WHAT YOU HAVE TO DO
Count the lines below that contain the word "white" and reply with that number only.

RECORDS FOR PROCESSING

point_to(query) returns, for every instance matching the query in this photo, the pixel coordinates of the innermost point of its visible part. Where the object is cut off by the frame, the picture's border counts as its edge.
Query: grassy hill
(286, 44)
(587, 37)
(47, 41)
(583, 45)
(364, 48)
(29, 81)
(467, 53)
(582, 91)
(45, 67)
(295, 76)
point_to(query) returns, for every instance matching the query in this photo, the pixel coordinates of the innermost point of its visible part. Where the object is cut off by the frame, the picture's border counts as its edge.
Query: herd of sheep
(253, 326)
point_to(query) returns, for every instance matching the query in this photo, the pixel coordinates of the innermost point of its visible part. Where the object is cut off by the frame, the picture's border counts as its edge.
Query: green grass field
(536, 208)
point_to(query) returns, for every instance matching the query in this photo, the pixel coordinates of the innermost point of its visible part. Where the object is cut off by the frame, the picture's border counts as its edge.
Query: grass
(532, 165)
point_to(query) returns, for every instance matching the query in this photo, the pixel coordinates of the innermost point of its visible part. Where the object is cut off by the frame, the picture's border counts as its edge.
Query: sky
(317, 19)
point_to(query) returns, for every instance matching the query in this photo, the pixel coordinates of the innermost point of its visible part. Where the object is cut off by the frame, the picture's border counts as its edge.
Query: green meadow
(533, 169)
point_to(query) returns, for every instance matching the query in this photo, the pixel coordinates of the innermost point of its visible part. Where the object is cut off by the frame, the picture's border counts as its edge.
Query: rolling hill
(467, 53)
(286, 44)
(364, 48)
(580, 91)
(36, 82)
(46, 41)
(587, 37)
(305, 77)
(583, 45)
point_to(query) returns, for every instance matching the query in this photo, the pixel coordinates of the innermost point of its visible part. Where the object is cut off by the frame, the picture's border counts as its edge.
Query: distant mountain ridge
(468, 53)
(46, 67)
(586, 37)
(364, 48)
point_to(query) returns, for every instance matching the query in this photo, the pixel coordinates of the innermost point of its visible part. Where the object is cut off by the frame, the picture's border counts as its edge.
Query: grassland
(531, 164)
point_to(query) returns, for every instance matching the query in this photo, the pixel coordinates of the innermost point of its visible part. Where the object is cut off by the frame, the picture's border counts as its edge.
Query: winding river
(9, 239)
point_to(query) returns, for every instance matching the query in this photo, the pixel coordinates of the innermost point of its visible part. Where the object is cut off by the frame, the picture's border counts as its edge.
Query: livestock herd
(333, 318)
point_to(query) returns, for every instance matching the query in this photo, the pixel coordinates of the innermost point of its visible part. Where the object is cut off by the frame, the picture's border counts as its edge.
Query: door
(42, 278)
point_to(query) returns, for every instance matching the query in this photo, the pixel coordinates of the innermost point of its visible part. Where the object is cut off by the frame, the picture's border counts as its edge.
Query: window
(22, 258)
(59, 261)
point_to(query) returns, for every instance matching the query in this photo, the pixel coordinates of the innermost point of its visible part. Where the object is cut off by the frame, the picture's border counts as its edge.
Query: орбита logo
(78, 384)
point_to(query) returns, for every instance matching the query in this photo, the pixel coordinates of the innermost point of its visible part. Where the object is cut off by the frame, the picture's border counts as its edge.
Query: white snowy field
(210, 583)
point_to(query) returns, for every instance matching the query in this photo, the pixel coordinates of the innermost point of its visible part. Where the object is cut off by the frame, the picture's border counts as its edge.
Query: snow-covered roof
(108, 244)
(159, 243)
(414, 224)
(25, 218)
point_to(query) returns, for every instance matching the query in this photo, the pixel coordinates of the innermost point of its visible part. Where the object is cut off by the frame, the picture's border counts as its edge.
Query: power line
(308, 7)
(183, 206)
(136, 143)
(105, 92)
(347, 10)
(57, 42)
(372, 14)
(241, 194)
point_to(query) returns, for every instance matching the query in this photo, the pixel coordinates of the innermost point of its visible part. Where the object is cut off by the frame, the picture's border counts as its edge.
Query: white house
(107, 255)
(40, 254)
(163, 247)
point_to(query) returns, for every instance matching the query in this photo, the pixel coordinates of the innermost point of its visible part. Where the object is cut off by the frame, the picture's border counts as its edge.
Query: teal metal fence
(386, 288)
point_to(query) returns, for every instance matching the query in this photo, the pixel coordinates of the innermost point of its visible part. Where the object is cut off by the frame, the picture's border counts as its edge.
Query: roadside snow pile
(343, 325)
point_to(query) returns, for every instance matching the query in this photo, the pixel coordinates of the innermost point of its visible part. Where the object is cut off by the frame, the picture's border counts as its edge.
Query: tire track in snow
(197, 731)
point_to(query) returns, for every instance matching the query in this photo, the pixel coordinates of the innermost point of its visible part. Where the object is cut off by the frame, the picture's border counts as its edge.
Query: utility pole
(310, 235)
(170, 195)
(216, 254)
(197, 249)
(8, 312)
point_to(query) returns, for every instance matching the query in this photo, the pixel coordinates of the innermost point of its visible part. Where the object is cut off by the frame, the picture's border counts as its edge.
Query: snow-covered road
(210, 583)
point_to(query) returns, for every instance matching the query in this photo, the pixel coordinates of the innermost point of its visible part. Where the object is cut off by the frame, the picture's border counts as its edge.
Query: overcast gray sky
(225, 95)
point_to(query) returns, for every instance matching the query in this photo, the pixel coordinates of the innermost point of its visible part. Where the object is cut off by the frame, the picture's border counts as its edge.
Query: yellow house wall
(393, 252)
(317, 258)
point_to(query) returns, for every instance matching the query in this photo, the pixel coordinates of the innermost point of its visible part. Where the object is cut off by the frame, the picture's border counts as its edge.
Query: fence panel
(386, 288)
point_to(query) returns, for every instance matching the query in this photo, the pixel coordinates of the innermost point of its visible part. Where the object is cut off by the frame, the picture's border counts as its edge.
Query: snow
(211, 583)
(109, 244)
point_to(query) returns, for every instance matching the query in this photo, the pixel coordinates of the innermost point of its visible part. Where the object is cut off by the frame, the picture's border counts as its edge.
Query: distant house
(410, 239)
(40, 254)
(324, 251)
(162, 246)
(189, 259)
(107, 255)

...

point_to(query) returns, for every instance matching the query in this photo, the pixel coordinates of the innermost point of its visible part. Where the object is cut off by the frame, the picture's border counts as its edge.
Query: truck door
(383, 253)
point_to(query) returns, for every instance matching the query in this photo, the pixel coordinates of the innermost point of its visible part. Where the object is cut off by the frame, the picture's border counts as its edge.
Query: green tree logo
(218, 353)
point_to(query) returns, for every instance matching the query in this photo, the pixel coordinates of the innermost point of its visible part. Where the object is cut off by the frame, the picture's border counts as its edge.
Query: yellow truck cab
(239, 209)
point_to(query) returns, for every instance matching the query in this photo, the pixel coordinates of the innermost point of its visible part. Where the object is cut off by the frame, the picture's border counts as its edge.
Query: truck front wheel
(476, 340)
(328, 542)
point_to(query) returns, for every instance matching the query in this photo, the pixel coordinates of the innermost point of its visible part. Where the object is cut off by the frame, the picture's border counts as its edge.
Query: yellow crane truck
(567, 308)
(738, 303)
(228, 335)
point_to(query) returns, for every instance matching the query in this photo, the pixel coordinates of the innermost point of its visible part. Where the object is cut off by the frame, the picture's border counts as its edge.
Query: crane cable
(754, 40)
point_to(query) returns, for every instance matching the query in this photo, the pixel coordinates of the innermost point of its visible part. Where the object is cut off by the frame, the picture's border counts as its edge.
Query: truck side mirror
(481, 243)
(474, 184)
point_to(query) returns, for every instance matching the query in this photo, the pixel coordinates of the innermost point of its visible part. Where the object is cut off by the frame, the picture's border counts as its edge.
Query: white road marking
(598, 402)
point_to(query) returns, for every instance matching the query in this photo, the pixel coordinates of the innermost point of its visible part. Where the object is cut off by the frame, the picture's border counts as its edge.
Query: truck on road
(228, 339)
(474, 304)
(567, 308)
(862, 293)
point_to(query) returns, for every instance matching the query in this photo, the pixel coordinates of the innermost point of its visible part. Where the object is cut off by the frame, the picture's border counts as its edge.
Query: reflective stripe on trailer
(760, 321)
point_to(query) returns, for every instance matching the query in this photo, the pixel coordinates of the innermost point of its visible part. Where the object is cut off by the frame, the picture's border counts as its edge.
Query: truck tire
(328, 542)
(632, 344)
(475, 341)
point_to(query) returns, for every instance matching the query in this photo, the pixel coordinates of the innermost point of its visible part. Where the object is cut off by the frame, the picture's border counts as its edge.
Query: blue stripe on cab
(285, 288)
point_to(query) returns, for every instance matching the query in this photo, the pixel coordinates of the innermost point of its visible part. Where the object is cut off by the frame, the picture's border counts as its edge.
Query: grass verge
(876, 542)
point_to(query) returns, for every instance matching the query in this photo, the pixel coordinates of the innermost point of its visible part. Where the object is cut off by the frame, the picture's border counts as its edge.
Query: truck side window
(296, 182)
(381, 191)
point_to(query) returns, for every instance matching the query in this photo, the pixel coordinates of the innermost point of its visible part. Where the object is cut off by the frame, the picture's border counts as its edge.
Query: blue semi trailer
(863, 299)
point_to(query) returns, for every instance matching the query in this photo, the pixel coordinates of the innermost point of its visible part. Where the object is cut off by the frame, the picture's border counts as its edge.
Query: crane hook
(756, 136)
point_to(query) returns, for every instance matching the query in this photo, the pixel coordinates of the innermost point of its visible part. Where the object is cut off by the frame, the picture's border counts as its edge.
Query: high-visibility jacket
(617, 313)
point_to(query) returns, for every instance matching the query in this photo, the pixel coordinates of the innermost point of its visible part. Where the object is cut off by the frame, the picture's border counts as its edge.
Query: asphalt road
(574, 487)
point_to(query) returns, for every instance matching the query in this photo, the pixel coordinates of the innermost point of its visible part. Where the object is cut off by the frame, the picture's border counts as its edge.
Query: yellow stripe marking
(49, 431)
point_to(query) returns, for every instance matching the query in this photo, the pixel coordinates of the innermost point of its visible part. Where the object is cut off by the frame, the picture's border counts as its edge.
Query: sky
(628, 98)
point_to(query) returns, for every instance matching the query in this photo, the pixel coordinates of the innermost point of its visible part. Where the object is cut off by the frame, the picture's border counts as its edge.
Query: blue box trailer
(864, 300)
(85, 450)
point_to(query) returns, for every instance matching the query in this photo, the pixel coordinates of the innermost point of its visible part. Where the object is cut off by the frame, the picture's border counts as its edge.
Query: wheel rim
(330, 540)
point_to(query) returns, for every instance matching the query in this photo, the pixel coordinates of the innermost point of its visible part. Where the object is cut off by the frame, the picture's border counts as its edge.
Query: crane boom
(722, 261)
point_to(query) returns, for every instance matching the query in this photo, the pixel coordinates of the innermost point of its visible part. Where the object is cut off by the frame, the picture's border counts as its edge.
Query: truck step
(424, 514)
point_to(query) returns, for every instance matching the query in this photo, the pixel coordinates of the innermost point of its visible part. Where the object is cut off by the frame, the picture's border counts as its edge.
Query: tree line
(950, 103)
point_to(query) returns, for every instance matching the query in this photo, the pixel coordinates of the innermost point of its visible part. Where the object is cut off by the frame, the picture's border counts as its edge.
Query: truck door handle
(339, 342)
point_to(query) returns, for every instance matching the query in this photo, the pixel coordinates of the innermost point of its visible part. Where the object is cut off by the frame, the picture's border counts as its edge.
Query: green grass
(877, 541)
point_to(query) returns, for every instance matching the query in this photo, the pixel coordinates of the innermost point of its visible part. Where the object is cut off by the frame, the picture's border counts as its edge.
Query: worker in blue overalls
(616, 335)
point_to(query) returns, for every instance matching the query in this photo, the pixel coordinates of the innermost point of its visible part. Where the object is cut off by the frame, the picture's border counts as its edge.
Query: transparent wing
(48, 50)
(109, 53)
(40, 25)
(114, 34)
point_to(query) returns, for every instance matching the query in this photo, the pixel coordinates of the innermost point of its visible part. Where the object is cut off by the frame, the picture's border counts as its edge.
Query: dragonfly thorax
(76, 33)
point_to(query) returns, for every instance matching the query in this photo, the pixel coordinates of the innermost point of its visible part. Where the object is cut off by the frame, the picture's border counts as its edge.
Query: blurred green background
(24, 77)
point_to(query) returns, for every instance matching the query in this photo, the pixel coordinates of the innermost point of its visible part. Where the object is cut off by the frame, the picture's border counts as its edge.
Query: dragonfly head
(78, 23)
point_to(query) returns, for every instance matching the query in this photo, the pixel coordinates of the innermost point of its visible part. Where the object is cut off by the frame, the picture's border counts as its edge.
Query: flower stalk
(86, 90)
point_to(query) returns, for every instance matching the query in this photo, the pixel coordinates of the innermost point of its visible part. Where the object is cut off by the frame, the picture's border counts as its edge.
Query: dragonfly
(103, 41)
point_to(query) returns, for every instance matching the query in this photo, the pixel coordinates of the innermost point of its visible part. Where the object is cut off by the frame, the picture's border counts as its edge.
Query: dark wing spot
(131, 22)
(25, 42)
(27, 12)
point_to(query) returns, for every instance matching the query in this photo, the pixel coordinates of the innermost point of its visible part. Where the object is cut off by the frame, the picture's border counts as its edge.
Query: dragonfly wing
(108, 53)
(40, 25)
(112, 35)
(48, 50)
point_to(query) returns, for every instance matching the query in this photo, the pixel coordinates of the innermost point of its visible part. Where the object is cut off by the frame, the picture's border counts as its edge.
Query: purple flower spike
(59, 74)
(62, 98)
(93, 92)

---

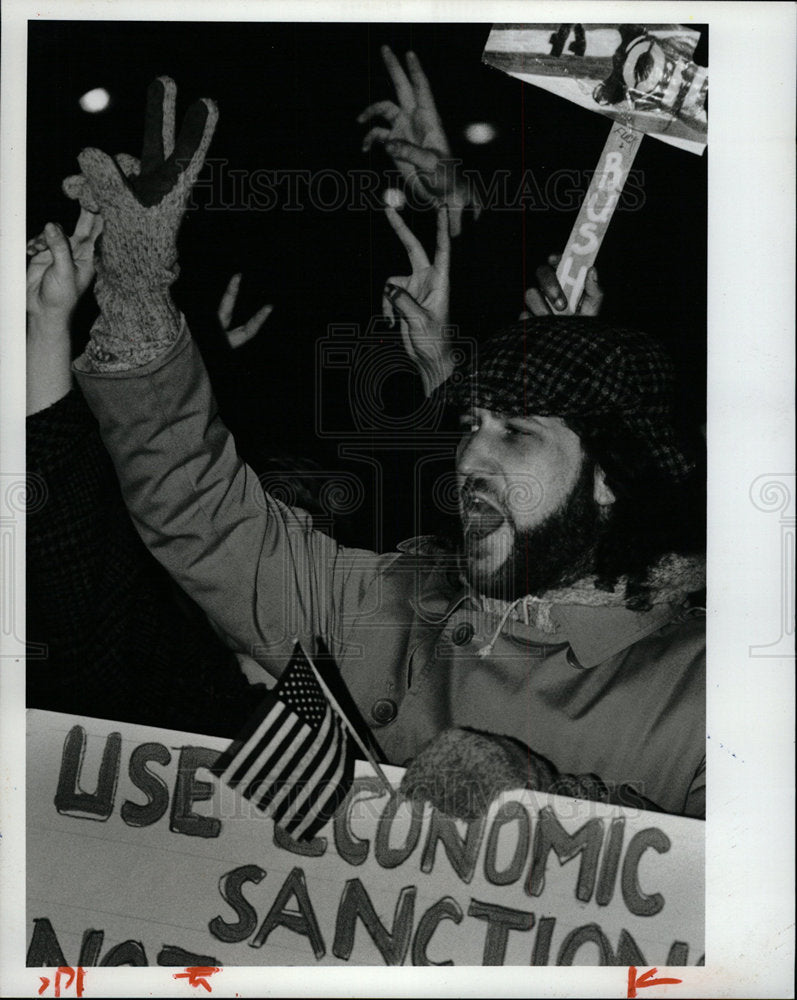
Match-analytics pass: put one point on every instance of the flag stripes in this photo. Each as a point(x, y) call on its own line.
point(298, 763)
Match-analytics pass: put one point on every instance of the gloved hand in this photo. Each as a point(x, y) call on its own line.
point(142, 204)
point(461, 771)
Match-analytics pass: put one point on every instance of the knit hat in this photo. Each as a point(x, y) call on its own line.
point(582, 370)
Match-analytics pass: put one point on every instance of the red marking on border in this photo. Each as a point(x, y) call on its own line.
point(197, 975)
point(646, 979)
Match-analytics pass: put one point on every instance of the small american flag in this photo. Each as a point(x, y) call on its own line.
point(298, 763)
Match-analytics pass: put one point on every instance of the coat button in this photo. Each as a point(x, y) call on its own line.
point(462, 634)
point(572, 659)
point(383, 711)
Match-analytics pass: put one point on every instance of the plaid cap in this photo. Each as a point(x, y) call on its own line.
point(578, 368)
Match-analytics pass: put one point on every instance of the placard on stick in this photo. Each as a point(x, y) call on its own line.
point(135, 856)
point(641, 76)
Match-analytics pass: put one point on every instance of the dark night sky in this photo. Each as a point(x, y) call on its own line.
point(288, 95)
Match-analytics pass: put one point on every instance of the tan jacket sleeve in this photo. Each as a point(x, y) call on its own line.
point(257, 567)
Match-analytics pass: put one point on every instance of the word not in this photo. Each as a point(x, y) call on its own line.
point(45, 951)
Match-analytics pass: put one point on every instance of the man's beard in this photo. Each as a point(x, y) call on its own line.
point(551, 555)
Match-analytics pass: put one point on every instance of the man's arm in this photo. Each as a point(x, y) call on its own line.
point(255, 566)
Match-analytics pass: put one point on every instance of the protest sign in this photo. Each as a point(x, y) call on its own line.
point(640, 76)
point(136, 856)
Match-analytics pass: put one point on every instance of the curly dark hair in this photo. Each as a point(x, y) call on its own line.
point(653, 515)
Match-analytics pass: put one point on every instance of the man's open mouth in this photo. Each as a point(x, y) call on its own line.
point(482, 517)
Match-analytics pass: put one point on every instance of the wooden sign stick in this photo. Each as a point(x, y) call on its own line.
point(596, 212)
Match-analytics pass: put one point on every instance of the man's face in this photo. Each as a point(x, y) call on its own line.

ANSWER TO THIS PROBLEM
3